Records to use:
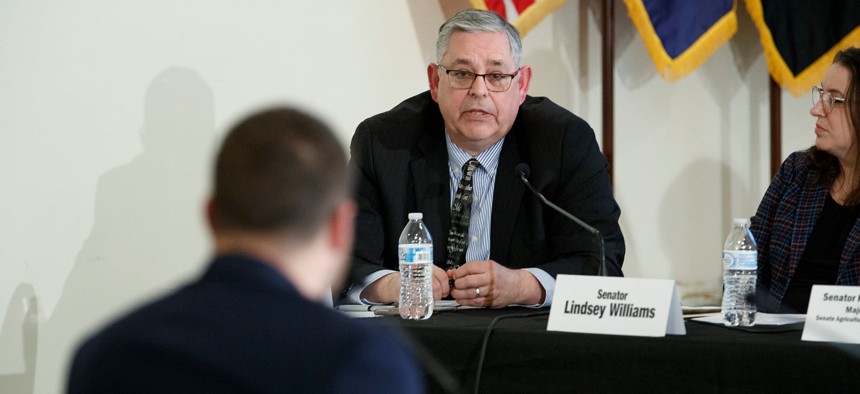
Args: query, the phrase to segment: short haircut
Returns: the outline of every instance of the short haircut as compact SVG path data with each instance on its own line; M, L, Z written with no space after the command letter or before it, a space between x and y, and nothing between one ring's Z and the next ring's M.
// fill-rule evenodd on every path
M309 238L351 191L340 142L321 121L291 108L239 122L221 145L214 175L216 232Z
M511 56L513 56L517 68L522 67L523 43L520 40L520 32L495 11L463 10L445 21L439 27L439 38L436 40L436 63L442 62L445 52L448 52L451 35L455 32L505 33L511 44Z

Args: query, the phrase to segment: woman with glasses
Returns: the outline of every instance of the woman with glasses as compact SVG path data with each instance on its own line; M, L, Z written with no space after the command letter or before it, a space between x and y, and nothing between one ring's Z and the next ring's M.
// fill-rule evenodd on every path
M812 285L860 284L860 49L812 88L815 145L780 166L752 218L758 309L806 313Z

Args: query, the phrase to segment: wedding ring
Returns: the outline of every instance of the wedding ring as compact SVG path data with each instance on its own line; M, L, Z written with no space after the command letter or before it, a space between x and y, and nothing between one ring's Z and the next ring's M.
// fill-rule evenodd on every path
M476 287L476 288L475 288L475 298L478 298L478 297L480 297L480 296L481 296L481 288L480 288L480 287Z

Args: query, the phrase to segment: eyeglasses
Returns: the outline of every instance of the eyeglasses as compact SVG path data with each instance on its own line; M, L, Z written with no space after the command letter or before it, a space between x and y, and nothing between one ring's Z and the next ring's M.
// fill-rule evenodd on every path
M845 99L841 97L833 97L829 92L818 86L812 87L812 105L818 105L821 102L821 108L824 108L824 113L829 114L833 111L833 104L844 103Z
M523 69L520 67L513 74L475 74L466 70L448 70L445 67L442 67L441 64L437 64L437 66L439 66L445 74L448 74L448 84L454 89L470 89L472 84L475 83L475 78L483 77L484 83L487 85L487 90L491 92L506 92L511 88L511 82L514 80L514 77L516 77L517 74L520 73L520 70Z

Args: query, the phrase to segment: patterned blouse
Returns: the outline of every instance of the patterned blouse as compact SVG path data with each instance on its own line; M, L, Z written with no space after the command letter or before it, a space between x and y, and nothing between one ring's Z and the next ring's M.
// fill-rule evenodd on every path
M815 227L828 188L805 151L792 153L765 192L750 230L758 245L758 310L777 312ZM839 261L836 285L860 285L860 220L854 222Z

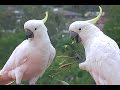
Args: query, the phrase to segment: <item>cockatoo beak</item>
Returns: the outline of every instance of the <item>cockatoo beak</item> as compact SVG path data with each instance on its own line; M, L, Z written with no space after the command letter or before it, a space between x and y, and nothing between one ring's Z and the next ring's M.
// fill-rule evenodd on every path
M26 32L25 32L25 34L26 34L26 39L28 39L28 38L33 38L34 37L34 34L33 34L33 32L31 31L31 30L29 30L29 29L27 29L27 30L25 30Z
M70 31L70 36L72 39L75 39L75 41L78 43L78 42L81 42L81 38L79 37L79 34L74 32L74 31Z
M43 21L44 23L45 23L45 22L47 21L47 19L48 19L48 12L46 12L45 14L46 14L45 18L42 19L42 21Z
M100 17L102 16L102 8L99 6L100 12L99 15L91 20L87 20L87 22L92 23L92 24L96 24L96 22L100 19Z

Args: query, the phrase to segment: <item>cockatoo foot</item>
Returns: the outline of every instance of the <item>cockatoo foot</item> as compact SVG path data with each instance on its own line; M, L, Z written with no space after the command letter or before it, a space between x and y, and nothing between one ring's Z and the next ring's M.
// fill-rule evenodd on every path
M80 63L80 64L79 64L79 68L80 68L80 69L83 69L83 70L86 70L86 65L85 65L85 63Z

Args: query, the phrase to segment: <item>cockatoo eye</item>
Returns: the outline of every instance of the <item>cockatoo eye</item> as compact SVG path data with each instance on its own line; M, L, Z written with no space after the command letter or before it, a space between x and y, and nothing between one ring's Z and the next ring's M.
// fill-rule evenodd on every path
M81 30L81 28L79 28L79 30Z
M37 28L35 28L35 30L37 30Z

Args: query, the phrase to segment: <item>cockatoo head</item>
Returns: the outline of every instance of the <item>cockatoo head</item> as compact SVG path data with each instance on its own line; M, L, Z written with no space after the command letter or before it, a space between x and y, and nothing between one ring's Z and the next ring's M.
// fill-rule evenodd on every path
M24 29L26 32L26 38L34 38L38 36L38 34L43 34L43 32L47 32L47 28L44 23L47 21L48 12L46 12L46 16L42 20L28 20L24 24ZM40 35L39 35L40 36Z
M76 42L80 42L85 38L89 38L94 32L97 32L97 27L94 25L102 15L102 8L99 6L99 15L87 21L75 21L69 26L71 37L75 38Z

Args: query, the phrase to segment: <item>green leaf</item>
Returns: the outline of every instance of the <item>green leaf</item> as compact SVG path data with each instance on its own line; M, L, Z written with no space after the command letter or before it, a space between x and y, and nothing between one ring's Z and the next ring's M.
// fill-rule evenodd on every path
M67 82L65 82L65 81L62 81L62 80L58 80L58 81L60 81L63 85L69 85Z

Action item: Select and copy each line from the data that includes the word "phrase".

Result:
Args: query, the phrase to segment: short haircut
Args: query, the phrase to segment: woman with glasses
Args: query, the phrase to segment: wedding ring
Args: query, the phrase to segment: eyeglasses
Args: query, the phrase to segment: patterned blouse
Args: query, the phrase to segment: <item>cockatoo beak</item>
Args: query, the phrase to segment: <item>cockatoo foot</item>
Args: query, the phrase to segment: <item>cockatoo eye</item>
Args: query, the phrase to segment: <item>cockatoo head</item>
Args: query, the phrase to segment: <item>green leaf</item>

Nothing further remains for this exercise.